## DIRECTIONS FOR THIS TASK
Using the data beneath, show every line that includes the word "below".

## RECORD SET
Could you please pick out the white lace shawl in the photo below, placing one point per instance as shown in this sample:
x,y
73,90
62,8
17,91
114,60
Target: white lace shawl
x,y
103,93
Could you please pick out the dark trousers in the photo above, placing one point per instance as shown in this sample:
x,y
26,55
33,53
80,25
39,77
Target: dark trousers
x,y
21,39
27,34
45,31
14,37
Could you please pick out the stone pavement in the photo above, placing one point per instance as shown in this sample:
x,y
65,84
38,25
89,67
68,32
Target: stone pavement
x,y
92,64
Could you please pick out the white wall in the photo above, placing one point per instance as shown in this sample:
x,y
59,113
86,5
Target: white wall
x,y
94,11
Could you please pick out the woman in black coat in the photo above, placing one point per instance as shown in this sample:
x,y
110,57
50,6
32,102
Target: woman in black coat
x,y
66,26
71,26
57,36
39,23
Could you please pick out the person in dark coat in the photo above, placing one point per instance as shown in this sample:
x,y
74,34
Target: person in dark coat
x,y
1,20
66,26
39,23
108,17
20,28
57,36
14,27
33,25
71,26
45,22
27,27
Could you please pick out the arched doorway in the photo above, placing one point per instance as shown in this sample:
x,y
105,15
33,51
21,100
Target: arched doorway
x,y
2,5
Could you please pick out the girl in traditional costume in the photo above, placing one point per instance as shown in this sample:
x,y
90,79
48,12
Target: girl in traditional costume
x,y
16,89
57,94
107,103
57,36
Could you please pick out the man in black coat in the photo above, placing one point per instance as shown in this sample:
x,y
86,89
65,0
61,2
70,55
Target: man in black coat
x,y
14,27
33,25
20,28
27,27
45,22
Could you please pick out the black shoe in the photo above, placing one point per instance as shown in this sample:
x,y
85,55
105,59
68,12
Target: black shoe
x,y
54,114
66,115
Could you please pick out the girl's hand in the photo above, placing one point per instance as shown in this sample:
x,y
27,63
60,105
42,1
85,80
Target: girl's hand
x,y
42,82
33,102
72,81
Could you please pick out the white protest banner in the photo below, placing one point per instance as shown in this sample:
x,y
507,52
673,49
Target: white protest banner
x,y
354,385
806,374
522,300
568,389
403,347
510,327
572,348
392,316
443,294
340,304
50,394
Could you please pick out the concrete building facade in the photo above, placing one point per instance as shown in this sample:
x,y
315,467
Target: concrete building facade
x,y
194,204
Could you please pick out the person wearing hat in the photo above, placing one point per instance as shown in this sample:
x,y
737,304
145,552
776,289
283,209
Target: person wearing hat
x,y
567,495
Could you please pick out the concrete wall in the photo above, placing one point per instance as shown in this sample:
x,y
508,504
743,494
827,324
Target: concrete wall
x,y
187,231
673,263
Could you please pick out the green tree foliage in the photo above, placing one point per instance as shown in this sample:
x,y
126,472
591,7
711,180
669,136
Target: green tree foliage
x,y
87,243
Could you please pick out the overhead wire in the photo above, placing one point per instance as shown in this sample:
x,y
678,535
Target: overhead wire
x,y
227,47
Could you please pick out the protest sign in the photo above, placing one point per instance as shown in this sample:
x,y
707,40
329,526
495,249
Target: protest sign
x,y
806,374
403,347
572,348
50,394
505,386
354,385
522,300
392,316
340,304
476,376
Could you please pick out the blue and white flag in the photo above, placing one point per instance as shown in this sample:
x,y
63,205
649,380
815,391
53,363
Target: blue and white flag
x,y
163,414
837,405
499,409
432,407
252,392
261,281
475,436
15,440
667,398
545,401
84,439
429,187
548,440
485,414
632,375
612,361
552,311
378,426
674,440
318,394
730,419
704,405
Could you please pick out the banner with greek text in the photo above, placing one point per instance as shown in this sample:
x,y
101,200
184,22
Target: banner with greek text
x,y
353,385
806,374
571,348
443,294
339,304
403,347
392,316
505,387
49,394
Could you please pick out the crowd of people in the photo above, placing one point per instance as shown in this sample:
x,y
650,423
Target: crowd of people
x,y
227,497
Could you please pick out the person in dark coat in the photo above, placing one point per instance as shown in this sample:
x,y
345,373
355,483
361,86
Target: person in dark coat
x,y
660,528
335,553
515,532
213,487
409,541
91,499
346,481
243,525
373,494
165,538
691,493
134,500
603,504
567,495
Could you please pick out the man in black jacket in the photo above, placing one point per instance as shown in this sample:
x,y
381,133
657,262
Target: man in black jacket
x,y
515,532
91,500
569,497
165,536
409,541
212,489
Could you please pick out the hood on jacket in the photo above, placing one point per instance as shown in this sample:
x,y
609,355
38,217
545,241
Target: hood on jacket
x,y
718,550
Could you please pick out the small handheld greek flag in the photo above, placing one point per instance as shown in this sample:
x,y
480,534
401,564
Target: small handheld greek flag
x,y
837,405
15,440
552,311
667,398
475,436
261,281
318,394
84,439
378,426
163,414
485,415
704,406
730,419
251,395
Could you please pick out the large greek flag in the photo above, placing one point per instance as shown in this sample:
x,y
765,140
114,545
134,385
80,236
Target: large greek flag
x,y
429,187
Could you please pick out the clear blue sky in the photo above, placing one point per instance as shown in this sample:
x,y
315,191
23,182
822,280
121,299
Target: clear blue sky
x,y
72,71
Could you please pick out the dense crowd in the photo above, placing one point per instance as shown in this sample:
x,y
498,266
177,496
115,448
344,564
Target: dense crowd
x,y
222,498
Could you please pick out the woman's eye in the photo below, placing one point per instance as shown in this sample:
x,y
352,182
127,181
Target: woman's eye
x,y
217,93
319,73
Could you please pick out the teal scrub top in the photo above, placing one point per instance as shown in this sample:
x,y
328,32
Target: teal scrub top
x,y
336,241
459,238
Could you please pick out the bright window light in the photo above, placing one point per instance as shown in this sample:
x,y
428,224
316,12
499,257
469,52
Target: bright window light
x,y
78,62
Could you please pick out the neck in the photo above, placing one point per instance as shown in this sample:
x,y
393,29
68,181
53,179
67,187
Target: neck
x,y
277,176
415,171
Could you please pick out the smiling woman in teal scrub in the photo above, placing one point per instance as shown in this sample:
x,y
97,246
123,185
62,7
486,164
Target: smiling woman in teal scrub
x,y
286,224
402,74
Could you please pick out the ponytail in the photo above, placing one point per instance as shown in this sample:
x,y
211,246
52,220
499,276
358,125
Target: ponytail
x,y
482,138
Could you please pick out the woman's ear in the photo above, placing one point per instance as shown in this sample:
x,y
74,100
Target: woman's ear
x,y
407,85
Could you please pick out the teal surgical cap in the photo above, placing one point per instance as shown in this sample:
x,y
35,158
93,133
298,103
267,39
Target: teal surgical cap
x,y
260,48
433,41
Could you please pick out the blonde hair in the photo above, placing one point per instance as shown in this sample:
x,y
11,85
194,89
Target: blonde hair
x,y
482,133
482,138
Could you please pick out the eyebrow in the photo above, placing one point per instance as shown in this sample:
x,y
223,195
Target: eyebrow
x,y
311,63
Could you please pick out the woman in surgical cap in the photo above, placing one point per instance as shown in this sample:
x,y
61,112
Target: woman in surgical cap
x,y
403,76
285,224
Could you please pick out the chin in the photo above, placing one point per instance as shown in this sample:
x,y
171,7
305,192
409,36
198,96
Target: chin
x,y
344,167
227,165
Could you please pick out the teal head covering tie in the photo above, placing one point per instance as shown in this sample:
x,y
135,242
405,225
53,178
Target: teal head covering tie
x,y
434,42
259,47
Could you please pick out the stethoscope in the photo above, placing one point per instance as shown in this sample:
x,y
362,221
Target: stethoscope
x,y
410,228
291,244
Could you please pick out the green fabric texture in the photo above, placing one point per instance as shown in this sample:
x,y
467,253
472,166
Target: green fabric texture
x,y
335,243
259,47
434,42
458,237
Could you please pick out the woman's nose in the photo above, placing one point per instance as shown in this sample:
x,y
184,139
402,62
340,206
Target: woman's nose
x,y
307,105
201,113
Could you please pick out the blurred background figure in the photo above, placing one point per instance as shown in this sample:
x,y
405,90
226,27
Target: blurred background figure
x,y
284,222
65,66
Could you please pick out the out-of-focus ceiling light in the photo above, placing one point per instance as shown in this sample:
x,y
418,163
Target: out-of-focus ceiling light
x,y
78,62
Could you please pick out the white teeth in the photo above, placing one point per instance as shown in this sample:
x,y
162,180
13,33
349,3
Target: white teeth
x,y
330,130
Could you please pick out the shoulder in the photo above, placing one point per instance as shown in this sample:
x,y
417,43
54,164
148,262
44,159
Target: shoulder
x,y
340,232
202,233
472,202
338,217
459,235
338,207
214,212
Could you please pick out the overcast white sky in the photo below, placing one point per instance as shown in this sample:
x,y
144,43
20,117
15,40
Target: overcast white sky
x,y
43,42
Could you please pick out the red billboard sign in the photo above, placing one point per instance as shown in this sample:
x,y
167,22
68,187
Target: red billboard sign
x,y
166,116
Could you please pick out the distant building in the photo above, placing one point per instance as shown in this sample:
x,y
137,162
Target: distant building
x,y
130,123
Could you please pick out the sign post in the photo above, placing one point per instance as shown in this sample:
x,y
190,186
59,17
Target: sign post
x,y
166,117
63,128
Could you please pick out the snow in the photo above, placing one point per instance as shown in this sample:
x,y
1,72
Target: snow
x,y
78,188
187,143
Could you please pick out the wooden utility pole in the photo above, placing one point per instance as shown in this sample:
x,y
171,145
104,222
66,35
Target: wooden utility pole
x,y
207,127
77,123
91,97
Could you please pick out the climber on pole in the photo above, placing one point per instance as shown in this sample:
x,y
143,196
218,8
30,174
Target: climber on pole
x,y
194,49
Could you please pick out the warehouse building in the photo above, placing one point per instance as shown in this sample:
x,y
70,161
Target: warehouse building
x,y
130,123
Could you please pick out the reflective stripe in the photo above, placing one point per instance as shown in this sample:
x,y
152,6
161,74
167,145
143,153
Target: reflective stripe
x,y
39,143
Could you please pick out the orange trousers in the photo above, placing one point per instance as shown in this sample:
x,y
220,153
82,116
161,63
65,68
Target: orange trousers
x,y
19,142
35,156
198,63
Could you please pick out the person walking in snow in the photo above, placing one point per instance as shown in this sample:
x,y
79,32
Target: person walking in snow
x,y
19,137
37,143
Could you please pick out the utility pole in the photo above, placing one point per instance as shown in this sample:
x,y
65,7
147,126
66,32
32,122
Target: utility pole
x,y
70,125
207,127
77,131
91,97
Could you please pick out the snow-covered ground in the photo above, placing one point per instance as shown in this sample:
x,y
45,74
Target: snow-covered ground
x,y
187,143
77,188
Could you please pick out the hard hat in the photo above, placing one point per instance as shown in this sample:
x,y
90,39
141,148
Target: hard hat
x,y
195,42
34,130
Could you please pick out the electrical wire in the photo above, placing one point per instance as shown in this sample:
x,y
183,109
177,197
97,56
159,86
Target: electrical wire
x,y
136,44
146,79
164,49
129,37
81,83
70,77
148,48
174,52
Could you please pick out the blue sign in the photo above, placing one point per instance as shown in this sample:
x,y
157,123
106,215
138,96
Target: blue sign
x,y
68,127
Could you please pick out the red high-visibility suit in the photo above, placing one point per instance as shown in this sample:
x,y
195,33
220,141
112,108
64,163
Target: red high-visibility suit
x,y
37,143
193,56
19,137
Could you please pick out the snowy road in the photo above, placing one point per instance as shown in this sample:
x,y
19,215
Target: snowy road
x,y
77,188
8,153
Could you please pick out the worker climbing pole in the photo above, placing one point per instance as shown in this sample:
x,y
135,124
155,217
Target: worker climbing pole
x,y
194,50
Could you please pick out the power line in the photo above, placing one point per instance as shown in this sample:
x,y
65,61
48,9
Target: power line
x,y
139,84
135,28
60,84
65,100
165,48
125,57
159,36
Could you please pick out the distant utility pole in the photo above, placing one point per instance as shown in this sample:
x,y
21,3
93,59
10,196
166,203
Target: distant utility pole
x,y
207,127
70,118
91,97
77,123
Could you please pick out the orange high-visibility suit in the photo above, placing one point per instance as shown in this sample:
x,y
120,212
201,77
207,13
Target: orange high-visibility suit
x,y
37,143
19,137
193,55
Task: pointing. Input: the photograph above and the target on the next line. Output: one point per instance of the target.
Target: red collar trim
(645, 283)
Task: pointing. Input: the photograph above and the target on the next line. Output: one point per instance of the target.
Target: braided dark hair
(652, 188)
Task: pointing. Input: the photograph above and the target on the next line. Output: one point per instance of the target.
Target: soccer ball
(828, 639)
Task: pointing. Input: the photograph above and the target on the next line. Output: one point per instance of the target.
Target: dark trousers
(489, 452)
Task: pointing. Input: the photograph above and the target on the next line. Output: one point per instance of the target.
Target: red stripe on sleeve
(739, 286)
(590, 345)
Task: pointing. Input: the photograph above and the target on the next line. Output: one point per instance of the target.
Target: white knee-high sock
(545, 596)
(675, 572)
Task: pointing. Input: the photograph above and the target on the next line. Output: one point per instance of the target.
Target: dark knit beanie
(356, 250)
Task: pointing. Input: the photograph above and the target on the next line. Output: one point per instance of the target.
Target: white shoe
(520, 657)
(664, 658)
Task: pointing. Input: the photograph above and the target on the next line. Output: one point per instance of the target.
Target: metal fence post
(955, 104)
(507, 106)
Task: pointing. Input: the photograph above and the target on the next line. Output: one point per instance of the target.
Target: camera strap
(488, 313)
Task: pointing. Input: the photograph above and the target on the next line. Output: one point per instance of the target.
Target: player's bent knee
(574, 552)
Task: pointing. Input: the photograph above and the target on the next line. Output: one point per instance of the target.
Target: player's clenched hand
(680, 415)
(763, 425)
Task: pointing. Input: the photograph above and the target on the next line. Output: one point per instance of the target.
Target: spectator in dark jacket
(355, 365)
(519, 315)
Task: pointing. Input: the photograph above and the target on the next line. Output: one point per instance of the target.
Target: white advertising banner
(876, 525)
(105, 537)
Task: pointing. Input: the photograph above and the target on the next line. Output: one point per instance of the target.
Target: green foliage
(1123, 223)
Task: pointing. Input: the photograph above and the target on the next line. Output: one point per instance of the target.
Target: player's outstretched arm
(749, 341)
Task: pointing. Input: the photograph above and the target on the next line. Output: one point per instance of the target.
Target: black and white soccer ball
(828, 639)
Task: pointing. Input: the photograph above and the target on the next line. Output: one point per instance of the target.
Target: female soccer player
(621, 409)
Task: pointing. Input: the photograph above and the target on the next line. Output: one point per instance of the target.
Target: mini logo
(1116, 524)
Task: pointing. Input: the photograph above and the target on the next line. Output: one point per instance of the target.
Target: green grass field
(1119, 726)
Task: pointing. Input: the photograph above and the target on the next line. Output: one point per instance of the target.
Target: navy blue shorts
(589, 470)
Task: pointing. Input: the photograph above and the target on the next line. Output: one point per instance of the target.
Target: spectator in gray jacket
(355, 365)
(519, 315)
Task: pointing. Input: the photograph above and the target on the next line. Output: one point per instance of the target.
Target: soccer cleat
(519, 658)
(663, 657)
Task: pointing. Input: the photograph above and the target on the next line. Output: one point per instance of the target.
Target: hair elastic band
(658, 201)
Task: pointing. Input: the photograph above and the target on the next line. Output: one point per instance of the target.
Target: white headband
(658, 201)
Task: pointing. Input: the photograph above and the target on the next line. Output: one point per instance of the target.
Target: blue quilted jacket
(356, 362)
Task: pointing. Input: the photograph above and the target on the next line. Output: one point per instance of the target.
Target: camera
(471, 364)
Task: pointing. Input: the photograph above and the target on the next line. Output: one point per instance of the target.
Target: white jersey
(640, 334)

## YOUR SOLUTION
Could you please pick out the white lace shawl in the photo below, placing one point per instance as shown in this sample:
Could you please pick out the white protest banner in the photo below, placing one point per instance as shown in this sample:
Could you please pick out the woman's eye in the photo below, placing one point per instance as shown in this sample:
Could you please pick out the overcast white sky in the photo below, placing one point per instance as shown in this sample:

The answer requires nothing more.